### Exercise tasks:
a) List the concentrations of carbamide peroxide gel tested in the article on tetracycline stains.
b) Translate this sentence from the article on tetracycline stains into Spanish: "None withdrew from the study because of sensitivity."
c) According to the article on tetracycline stains, how many subjects did the investigators divide into groups, and how many groups were there?

**** Selected extract

Tetracycline stains defeated

Coffee can be complicated and tobacco tenacious, but the toughest tooth stain dentists grapple with is the dark blue-gray caused by tetracycline.

How dark can it be? So dark that doctors now avoid prescribing this antibiotic to children lest they spend a lifetime afraid to smile. So dark that none of the professional tooth-color reference scales go this far toward blackness.

Yet dentists are gaining ground in the effort to whiten such teeth. So reported the November-December 2006 issue of Operative Dentistry: "Tetracycline-stained teeth can be effectively lightened with the extended use of tooth whiteners."

Not just any whitener, though. As the article points out, carbamide peroxide has emerged as the most promising compound tested for this purpose. While previous studies had drawn the same conclusion, the international team of investigators, from Indiana University in the United States and Wuhan University in China, went further.

First, they created a new color reference by adding three successively darker tabs to the Vitalescence Esthetic Restorative Masters Shade Guide. Having a guide that measured the darker shades was important so the team could more accurately indicate how much lighter the teeth became.

Second, the researchers tested three different concentrations of carbamide peroxide gel -- 10 percent, 15 percent or 20 percent -- to see which was most effective and whether one was more irritating than the other.

The investigators randomly divided 44 subjects into six different groups. Each group was assigned to use one of the three concentrations on the left side and another concentration on the right side. The researchers constructed a custom maxillary arch tray for each patient and instructed them to soak their teeth overnight for six months.

The investigators met with their subjects with decreasing frequency over five years to measure their tooth color. They also asked patients to rate their gingival sensitivity to the carbamide peroxide and prescribed a desensitizing gel to any with more than moderate sensitivity. None withdrew from the study because of sensitivity.

And indeed, their teeth got whiter, with 55 percent of the whitening effect occurring in the first month. After nine months, the teeth gained a mean 15.64 chroma meter values. But after two years, the teeth began to darken again; at four-and-a-half years, the teeth had lost 35 percent of the brightness they'd had at their peak, nine months into the study-- leading investigators to recommend that dentists have their patients with tetracycline stains consider a second bleaching after five years.

As expected, the stronger the concentration of carbamide peroxide, the faster the bleaching. But the difference was only modest, and patients using the different concentrations got virtually the same whitening effect by the end of the five years. Worse, the strongest gel caused significantly more irritation. Two overall caveats from the study: teeth didn't whiten uniformly, and the cervical area was the hardest to lighten.

At the end of three months, 88 percent of the subjects were "pleased" with the results. At the end of five years, only 41 percent felt this way, but 91 percent said they would recommend the bleaching to a friend with similarly stained teeth.

The bottom line, say the researchers? Tetracycline stains can be removed very successfully with this bleaching technique. Although the researchers didn't recommend one concentration over another, patients experiencing sensitivity should switch to a lower concentration.

The investigators also recommended more than six months of bleaching for patients with cervical tetracycline stains. "The categories that were most likely to produce an excellent result were those where tetracycline staining was homogenous, concentrated in the incisal two-thirds of the tooth or where banding was evident," they wrote.

Source:

BA Matis et al., "Extended bleaching of tetracycline-stained teeth: a 5-year study."

********
**** Dataset section

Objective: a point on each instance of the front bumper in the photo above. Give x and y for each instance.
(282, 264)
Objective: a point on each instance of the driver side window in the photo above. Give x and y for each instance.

********

### Solutions to the tasks:
a) 10 percent, 15 percent, 20 percent

b) Ninguno se retiró del estudio a causa de la sensibilidad.

c) 44 subjects, divided into six groups.